§ **EXPLORE THE MATERIAL**:
• A. Using the case summary on impairment ratings, answer each question briefly.
(i) What was the petitioner's age and job?
(ii) What loss of use did the Arbitrator find the petitioner had sustained?
(iii) What did the Commission find more credible than the impairment report?
• B. Repeat the part of the case summary on impairment ratings from "Synopsis: The Commission" up to and including "or her disability.".

§ **SELECTED PASSAGE**:
The Commission Does Not Have to Adopt Impairment Ratings Automatically

Continental Tire of the Americas v. IWCC, 2015 IL App (5th) 140445WC

By: Conor P. Desmond - Associate - Nyhan, Bambrick, Kinzie & Lowry


Synopsis: The Commission does not have to adhere to or automatically adopt impairment ratings submitted by either party. Additionally, the petitioner does not have to submit a written report to substantiate a claim of permanent disability. It is enough for the petitioner to testify regarding his or her disability.


Facts: Petitioner, a 49 year-old labor trainer, tripped and fell while taking trash to a dumpster, fracturing his wrist. One month later, Petitioner’s treating physician placed Petitioner at maximum medical improvement and released him to full duty with no restrictions. The doctor thereafter prepared a written report containing an AMA impairment rating wherein he opined Petitioner had no permanent impairment as a result of the injury. At trial, Petitioner testified to minor residual symptoms, including occasional pain in his left hand and problems with his wrist when he worked around the house, played golf, or lifted something heavy. 


The Arbitrator concluded Petitioner sustained a 5% loss of use of the left hand as a result of the accident, and the Commission affirmed. The employer appealed, arguing that as a matter of law, Petitioner’s request for PPD should have been denied because he did not present a §8.1b(a) physician’s report that would support a finding of disability.


The appellate court rejected that assertion, holding the Act does not require the claimant to submit a written physician’s report. Rather, the statute only requires the Commission consider a report that complies with §8.1b(a), “regardless of which party submitted it.” The court further held nothing the statutory language required the Commission to automatically adopt the reported level of impairment merely because the parties submitted only one report. To hold otherwise would be contrary to the Act’s mandate that no single enumerated factor shall be the sole determinant of disability. The court concluded the Commission had properly weighed the evidence regarding all the listed factors. 


Impact on Illinois Employers: Employers should carefully consider the obtaining and submission of an impairment rating at arbitration as its impact may not be as significant as originally thought. While petitioners are not required to submit a report to support his or her claim for permanent disability, the Commission is required to consider any impairment report submitted by either party as part of its decision. However, the mere fact that an impairment report exists does not automatically require the Commission to concur with its conclusions. In this instance, the Commission felt Petitioner’s testimony of his ongoing pain and limited range of motion was more credible than the impairment report.


This area of Illinois workers’ compensation is still changing as many supporters of the AMA impairment rating believe this ruling is counter to the statutory purpose of the rating.

§ **PROVIDED RECORDS**:
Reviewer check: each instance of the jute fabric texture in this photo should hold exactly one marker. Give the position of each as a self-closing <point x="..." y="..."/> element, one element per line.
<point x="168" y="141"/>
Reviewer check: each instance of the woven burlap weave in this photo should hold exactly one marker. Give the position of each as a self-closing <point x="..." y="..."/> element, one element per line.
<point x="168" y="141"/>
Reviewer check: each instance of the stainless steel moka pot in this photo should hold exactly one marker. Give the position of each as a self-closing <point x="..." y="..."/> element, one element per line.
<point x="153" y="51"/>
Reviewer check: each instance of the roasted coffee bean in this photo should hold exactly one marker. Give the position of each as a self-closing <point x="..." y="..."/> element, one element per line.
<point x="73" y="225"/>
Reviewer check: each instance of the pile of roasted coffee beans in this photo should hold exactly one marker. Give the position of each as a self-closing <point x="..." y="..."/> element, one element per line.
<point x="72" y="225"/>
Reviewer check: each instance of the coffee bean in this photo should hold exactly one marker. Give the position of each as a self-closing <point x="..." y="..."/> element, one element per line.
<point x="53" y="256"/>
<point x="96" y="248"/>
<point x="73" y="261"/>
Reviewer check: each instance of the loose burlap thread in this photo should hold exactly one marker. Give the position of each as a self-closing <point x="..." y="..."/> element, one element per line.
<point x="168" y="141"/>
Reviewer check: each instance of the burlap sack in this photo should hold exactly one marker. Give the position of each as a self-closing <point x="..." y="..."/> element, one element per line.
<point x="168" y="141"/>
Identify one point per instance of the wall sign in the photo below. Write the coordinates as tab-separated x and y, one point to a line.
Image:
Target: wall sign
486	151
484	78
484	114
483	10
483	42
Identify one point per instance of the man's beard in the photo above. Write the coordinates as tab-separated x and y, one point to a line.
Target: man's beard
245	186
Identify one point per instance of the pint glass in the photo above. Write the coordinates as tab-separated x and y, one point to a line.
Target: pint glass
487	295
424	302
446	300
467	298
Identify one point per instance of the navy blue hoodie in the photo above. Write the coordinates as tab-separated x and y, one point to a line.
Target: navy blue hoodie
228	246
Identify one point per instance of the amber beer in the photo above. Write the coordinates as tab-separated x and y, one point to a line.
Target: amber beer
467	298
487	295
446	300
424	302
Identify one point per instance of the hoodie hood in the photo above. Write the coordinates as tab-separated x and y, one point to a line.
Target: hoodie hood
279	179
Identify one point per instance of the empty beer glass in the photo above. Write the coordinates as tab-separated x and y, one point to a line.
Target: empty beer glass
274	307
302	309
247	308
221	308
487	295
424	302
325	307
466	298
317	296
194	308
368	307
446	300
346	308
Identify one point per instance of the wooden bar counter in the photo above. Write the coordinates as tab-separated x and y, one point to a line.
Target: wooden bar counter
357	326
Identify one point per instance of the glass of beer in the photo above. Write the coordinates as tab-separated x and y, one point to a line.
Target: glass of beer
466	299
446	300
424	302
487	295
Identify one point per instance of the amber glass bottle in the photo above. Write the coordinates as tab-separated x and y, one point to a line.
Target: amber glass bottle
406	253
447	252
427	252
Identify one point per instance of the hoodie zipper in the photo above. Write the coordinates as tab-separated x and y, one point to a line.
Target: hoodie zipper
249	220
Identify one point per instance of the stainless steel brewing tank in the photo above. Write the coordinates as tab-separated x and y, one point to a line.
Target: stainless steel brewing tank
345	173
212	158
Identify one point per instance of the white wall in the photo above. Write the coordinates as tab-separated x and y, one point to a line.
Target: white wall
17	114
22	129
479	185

§ **SOLUTION LIST**:
• A.
(i) He was a 49-year-old labor trainer.
(ii) A 5% loss of use of the left hand.
(iii) The petitioner's testimony of his ongoing pain and limited range of motion.

• B.
Synopsis: The Commission does not have to adhere to or automatically adopt impairment ratings submitted by either party. Additionally, the petitioner does not have to submit a written report to substantiate a claim of permanent disability. It is enough for the petitioner to testify regarding his or her disability.